Your instructions: Transcribe the records exactly from the line with "the wooden louvered" to the end, both included.

Information shown:

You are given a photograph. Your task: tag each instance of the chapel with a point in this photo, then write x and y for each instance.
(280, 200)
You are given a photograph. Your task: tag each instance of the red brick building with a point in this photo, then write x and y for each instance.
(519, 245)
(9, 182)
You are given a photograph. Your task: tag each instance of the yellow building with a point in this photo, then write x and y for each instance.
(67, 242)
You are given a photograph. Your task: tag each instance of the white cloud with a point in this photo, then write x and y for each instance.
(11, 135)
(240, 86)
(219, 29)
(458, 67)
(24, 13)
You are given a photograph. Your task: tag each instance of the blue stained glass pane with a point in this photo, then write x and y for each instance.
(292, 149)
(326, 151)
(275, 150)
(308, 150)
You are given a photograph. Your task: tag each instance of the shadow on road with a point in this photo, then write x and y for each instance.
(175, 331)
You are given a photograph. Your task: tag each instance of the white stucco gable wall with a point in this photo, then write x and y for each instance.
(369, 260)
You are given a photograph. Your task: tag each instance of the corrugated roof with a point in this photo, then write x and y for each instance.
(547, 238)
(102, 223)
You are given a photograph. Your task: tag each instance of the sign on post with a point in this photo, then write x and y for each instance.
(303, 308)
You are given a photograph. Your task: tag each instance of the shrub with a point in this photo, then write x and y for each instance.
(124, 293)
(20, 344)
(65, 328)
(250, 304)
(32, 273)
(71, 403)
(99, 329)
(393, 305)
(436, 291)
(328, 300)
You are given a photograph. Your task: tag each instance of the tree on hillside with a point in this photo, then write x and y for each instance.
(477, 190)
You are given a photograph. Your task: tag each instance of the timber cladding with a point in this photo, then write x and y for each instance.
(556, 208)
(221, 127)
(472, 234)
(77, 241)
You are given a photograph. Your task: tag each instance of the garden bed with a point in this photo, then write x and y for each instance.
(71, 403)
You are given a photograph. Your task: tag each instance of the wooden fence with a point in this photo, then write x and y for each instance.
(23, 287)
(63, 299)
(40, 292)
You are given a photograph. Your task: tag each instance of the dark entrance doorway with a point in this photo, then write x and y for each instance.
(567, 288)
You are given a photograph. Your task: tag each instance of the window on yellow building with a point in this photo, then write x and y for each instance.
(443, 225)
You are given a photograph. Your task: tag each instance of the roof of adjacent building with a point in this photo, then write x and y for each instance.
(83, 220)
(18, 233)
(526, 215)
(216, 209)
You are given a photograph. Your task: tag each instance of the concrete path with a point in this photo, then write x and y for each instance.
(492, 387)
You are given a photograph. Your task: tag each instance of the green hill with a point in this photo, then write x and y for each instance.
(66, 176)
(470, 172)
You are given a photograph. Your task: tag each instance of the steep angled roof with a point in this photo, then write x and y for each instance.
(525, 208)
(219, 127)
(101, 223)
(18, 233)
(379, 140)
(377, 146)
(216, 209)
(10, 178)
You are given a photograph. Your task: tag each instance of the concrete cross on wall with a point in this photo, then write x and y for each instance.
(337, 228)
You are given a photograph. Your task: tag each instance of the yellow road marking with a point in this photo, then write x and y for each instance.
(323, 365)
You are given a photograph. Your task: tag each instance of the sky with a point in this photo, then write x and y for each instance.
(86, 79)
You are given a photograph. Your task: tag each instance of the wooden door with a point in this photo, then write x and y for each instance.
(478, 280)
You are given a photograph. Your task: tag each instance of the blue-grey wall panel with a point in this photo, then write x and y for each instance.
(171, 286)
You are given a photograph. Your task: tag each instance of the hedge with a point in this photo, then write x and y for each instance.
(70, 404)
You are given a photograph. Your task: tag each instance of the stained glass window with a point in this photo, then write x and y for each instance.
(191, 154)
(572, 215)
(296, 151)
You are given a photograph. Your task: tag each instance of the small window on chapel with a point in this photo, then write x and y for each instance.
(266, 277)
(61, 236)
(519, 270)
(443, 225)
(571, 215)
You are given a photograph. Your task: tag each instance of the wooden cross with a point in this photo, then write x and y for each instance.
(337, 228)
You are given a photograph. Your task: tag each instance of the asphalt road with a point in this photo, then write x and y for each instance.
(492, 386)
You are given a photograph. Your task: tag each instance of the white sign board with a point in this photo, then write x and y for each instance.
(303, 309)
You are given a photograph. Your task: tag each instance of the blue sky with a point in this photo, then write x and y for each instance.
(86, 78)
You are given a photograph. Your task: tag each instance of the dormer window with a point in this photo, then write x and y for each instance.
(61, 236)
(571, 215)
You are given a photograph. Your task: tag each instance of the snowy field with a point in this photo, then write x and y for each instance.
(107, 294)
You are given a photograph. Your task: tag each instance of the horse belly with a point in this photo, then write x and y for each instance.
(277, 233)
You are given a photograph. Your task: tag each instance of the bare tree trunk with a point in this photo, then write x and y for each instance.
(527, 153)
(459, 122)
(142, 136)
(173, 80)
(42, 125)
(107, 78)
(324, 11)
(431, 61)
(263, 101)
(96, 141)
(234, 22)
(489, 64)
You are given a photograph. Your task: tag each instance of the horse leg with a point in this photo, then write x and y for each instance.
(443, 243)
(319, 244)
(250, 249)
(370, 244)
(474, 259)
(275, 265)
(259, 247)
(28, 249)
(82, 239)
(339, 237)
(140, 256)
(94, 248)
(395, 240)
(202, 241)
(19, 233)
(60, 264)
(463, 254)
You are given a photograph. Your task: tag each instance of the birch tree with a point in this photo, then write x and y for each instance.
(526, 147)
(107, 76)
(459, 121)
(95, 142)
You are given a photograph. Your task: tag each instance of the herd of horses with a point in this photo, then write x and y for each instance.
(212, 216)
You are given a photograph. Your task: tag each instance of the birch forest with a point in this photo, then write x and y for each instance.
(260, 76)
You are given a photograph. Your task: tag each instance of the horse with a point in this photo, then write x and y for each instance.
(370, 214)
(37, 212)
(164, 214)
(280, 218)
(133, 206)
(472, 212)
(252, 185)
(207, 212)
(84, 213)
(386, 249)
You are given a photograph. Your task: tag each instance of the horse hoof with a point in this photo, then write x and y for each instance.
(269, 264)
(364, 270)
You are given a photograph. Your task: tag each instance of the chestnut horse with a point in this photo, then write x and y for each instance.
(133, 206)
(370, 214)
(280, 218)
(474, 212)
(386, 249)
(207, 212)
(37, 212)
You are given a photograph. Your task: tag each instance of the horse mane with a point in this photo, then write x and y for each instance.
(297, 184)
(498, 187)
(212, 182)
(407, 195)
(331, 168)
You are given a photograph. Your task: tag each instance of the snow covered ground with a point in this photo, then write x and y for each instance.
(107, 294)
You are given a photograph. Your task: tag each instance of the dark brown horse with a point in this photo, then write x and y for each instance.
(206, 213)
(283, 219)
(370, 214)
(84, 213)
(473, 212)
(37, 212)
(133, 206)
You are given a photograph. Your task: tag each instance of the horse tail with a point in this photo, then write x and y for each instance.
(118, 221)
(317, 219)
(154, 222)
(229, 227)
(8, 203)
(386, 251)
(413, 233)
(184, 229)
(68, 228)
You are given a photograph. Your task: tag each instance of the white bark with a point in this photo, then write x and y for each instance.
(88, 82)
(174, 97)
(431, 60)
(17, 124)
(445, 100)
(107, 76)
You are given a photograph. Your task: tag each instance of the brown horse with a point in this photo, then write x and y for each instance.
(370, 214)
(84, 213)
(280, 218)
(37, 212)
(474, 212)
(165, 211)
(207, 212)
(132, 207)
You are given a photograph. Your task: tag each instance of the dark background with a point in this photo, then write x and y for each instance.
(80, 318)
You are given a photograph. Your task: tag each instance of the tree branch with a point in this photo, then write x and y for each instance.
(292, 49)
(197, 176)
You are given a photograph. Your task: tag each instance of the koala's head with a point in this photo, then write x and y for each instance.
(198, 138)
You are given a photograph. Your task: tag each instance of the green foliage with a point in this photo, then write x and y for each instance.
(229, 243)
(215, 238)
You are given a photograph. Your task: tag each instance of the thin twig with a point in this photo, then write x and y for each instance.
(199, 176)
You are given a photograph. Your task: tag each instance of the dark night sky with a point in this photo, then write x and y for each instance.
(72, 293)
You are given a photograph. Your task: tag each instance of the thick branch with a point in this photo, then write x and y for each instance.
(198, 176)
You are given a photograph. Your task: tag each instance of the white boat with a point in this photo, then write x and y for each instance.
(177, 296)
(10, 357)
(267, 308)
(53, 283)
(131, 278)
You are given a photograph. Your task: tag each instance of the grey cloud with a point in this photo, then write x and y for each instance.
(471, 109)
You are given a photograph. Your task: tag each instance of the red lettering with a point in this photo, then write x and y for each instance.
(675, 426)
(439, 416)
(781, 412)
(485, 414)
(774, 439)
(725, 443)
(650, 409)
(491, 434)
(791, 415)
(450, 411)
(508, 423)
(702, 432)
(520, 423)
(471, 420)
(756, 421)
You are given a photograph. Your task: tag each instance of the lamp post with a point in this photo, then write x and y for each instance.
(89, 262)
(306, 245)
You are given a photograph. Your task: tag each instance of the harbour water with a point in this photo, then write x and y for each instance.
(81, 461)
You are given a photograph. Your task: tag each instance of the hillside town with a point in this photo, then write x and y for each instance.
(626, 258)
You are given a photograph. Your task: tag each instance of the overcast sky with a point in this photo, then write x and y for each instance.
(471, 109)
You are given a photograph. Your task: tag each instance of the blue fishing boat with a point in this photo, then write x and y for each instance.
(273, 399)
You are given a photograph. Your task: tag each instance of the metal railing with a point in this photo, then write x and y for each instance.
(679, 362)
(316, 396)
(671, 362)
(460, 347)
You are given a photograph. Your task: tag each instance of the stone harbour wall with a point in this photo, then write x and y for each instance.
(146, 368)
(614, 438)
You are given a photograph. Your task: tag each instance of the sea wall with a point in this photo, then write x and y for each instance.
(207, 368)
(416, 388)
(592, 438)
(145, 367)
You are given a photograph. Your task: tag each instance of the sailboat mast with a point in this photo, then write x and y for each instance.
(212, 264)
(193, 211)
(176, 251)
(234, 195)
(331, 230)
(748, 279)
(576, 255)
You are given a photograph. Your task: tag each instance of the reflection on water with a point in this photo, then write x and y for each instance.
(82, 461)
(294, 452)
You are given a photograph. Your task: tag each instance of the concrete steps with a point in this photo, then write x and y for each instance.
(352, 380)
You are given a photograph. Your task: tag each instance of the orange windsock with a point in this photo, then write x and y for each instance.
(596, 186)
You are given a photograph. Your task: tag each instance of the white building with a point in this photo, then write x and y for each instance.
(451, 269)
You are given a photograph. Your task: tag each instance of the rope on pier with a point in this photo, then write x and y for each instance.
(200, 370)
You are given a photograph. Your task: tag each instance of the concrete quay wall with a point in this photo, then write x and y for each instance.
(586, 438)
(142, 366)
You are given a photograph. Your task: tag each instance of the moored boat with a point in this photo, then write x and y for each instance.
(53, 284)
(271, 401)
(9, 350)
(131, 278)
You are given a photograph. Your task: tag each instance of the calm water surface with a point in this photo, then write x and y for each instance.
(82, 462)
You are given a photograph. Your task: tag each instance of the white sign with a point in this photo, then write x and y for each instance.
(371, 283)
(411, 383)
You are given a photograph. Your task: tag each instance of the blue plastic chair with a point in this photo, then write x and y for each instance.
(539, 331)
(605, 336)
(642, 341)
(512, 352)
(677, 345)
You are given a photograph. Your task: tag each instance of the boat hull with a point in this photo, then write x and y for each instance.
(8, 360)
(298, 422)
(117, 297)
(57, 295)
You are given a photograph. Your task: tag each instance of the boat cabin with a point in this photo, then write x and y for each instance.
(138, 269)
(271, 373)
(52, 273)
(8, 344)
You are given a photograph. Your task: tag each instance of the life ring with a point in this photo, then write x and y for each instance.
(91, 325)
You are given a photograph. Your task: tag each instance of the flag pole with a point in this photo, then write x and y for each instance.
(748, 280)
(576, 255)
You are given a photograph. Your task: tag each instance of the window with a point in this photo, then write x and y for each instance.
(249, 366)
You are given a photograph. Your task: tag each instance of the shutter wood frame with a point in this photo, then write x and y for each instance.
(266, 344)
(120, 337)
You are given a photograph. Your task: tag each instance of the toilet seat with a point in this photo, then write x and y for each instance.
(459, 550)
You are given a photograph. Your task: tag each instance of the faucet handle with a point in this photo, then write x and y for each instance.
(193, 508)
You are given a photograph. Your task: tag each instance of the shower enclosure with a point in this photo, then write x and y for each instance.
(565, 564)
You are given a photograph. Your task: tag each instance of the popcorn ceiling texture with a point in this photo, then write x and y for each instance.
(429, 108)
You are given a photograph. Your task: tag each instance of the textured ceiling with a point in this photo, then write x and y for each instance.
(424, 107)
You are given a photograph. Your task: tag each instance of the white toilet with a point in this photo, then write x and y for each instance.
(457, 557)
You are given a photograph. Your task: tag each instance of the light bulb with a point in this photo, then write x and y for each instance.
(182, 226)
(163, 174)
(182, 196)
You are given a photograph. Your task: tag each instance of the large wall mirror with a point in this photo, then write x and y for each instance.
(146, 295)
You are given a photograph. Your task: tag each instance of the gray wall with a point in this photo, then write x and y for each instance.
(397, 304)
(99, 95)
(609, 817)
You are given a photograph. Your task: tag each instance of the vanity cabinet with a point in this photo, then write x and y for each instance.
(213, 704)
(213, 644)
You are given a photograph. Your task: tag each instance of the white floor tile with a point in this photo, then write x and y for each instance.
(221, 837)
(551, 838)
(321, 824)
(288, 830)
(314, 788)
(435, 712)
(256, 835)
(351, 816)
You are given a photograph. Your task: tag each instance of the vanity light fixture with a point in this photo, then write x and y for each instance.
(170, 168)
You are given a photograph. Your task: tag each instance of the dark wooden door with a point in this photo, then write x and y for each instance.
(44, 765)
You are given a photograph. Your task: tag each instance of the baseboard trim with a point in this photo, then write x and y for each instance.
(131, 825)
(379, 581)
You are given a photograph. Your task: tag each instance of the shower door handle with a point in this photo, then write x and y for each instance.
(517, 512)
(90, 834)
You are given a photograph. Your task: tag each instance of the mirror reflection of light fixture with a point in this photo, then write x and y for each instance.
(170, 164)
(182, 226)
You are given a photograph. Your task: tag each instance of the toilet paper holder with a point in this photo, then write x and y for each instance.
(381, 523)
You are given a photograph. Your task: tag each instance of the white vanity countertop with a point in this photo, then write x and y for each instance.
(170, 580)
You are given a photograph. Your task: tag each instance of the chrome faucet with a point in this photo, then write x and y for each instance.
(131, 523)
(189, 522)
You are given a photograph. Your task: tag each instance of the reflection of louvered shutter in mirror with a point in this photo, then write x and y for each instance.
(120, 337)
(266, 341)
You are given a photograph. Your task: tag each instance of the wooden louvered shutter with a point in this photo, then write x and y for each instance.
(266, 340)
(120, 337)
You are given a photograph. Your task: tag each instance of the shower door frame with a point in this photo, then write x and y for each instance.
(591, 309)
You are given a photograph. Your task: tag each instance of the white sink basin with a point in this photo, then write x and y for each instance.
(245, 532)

In response:
You are given a photograph. Your task: tag each instance of the wooden louvered shutter with a point in this photo, then write x and y for each instance.
(266, 340)
(120, 337)
You are given a photograph. Your task: tag each instance of the shower door frame with a point in this photo, then write x and y for each instance.
(591, 309)
You are given a photograph. Your task: tag each instance of the white sink basin with a point in this photo, then write x and y for each instance.
(245, 532)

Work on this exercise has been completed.